• _WHAT YOU NEED TO DO_
Rewrite every entry below with each occurrence of "set one dot" replaced by "place a single point", leaving all other text unchanged.

• _DATA LINES_
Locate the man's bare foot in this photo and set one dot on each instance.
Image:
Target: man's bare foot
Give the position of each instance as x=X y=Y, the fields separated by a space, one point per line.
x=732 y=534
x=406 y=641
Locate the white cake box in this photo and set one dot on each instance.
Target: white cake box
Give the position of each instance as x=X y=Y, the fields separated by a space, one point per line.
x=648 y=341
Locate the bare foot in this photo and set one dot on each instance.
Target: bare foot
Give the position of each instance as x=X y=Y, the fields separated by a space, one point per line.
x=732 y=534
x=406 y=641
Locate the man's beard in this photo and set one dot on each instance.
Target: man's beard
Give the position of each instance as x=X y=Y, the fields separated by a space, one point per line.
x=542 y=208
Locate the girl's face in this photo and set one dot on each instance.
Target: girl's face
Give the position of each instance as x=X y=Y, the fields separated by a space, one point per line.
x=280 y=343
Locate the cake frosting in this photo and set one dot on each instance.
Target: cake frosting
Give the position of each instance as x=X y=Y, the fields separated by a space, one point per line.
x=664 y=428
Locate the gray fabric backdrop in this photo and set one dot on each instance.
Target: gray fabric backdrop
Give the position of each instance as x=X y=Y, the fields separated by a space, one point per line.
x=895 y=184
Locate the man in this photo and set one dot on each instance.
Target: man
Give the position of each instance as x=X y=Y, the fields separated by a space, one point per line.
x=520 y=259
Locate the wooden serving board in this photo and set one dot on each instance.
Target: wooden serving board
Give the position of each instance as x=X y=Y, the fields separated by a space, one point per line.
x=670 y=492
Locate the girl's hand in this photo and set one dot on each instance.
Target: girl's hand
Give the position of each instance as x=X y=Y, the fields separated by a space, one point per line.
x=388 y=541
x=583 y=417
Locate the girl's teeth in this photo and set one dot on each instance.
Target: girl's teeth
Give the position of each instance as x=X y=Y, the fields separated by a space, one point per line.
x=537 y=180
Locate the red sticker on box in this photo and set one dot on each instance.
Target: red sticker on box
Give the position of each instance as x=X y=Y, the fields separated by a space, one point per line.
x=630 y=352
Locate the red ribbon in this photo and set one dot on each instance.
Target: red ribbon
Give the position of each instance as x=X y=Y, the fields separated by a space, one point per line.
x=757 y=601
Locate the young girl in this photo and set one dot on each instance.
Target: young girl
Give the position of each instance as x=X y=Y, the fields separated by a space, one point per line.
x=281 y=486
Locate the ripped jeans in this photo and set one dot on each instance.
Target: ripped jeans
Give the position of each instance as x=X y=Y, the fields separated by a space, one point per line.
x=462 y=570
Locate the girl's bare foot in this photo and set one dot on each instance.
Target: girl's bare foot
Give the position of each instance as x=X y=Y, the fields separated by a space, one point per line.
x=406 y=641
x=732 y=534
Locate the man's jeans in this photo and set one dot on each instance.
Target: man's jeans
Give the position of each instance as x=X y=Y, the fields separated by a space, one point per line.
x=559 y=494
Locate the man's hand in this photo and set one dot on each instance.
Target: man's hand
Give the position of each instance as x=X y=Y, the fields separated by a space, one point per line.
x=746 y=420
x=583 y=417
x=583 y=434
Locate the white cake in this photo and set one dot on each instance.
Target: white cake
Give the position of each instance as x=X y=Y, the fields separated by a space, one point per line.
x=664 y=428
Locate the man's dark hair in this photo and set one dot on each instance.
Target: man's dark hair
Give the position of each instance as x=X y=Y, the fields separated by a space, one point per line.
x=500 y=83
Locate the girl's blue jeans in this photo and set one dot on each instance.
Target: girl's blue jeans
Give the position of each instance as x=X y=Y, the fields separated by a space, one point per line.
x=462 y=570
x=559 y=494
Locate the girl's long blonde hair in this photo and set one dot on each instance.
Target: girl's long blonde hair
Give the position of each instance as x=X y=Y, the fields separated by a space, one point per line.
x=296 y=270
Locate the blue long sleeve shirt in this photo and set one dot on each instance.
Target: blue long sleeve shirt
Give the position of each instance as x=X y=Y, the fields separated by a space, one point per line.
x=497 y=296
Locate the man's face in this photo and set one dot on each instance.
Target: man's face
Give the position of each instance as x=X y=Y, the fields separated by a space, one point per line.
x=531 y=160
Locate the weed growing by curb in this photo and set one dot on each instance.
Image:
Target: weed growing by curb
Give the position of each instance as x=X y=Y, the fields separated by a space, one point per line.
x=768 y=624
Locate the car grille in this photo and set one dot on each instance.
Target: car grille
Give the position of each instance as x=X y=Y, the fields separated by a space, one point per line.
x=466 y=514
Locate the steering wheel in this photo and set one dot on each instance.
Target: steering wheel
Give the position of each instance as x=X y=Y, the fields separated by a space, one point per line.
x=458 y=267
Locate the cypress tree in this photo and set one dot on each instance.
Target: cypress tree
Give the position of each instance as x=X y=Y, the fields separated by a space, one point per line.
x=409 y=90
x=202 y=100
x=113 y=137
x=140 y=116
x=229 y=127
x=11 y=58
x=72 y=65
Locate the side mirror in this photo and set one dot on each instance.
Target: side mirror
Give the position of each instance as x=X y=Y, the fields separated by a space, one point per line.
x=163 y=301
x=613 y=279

• _WORKED ANSWER_
Locate the man's bare foot in this photo and place a single point on each instance.
Image:
Target: man's bare foot
Give the position of each instance as x=X y=Y, the fields separated by a space, one point per line.
x=732 y=534
x=406 y=641
Locate the white cake box in this photo and place a single point on each instance.
Target: white cake box
Give the position of each instance as x=X y=Y, the fields separated by a space, one point per line.
x=648 y=341
Locate the bare foot in this photo and place a single point on each instance.
Target: bare foot
Give the position of each instance as x=X y=Y, the fields separated by a space, one point per line.
x=732 y=534
x=406 y=641
Locate the man's beard in this photo and place a single point on each instance.
Target: man's beard
Give the position of each instance as x=X y=Y, the fields separated by a space, one point per line.
x=542 y=208
Locate the girl's face in this photo and place a single point on each instance.
Target: girl's face
Give the position of each instance as x=X y=Y, the fields separated by a space, one point per line.
x=280 y=343
Locate the cake frosting in this photo and place a single point on each instance.
Target: cake frosting
Give the position of each instance as x=X y=Y, the fields separated by a space, one point per line.
x=664 y=428
Locate the gray fabric backdrop in this photo and place a single point on each instance.
Target: gray fabric backdrop
Give the position of each instance as x=X y=Y, the fields separated by a space, one point per line.
x=895 y=184
Locate the man in this photo and place a single point on each instance.
Target: man
Give the position of each instance as x=X y=Y, the fields separated by a space, one point per line.
x=520 y=259
Locate the wooden serving board in this photo and place a single point on each instance.
Target: wooden serving board
Give the position of each instance as x=X y=Y, the fields separated by a space, one point per line.
x=670 y=492
Locate the girl's hand in this photo and place a single point on each instance.
Target: girl's hand
Give the position of each instance as x=X y=Y, the fields separated by a space, one point per line.
x=388 y=541
x=583 y=417
Locate the girl's teeth in this photo and place a single point on each instance.
Target: girl's teeth
Give the position of each instance as x=X y=Y, the fields separated by a space, one point per line.
x=537 y=180
Locate the red sticker on box in this photo and place a single point on each instance.
Target: red sticker on box
Give the position of each instance as x=X y=Y, the fields separated by a space, one point per line.
x=630 y=352
Locate the red ribbon in this photo and place a single point on each instance.
Target: red ribbon
Give the position of each instance as x=X y=Y, the fields separated by a space, one point per line.
x=757 y=601
Locate the young girl in this photo and place a single point on each instance.
Target: young girl
Give the position of each instance as x=X y=Y, the fields separated by a space, one point per line.
x=281 y=486
Locate the ripped jeans in this photo and place a single point on each instance.
Target: ripped jeans
Give the position of each instance as x=X y=Y, the fields separated by a space, one point per line.
x=462 y=570
Locate the girl's bare foot in this photo and place a single point on each instance.
Target: girl's bare foot
Give the position of each instance as x=X y=Y, the fields separated by a space, one point per line.
x=406 y=641
x=732 y=534
Locate the man's jeans in this photo and place a single point on each instance.
Target: man's jeans
Give the position of each instance as x=X y=Y, the fields separated by a space, one point per line.
x=559 y=494
Locate the man's hand in this photo and place a single point on each instance.
Target: man's hand
Give the position of each instance as x=X y=Y, the fields separated by a space, one point per line.
x=746 y=420
x=583 y=417
x=583 y=434
Locate the white cake in this photo and place a single point on each instance.
Target: white cake
Give the position of each instance as x=X y=Y, the fields separated by a space, one point per line.
x=664 y=428
Locate the man's dark hair in this photo and place a single point on each instance.
Target: man's dark hair
Give the position of each instance as x=X y=Y, the fields separated by a space, one point per line.
x=500 y=83
Locate the girl's blue jeans in this photo and place a single point on each instance.
Target: girl's blue jeans
Give the position of each instance as x=X y=Y, the fields separated by a space, one point per line.
x=462 y=570
x=559 y=494
Locate the girl's long blonde hair in this photo and place a single point on each instance.
Target: girl's long blonde hair
Give the position of each instance as x=X y=Y, the fields separated by a space, one point per line.
x=296 y=270
Locate the blue long sleeve shirt in this photo and place a single point on each instance.
Target: blue long sleeve shirt
Give the position of each instance as x=X y=Y, the fields separated by a space, one point per line.
x=497 y=296
Locate the man's face in this photo and place a single point on each instance.
Target: man's face
Give the position of each instance as x=X y=Y, the fields separated by a space, one point per line.
x=531 y=160
Locate the weed growing by curb in this photo and place a single point on each instance.
Image:
Target: weed growing by curb
Give the position of each instance as x=X y=Y, the fields separated by a space, one point per line.
x=768 y=624
Locate the car grille in this photo and place a single point on each instance.
Target: car grille
Give the position of each instance as x=X y=Y, the fields separated by a space, one point per line.
x=466 y=514
Locate the steering wheel in this photo and place a single point on each instance.
Target: steering wheel
Give the position of each instance as x=X y=Y, the fields separated by a space, one point per line.
x=458 y=267
Locate the cypress tree in this photo and place a single point on each instance.
Target: cypress tree
Give the position of each instance as x=X y=Y, the fields separated by a space, one point per line.
x=409 y=90
x=202 y=100
x=113 y=137
x=140 y=116
x=229 y=127
x=11 y=58
x=72 y=65
Locate the side mirror in this photo and place a single point on each instance.
Target: side mirror
Give the position of each instance as x=X y=Y, the fields separated by a space, one point per line.
x=163 y=301
x=613 y=279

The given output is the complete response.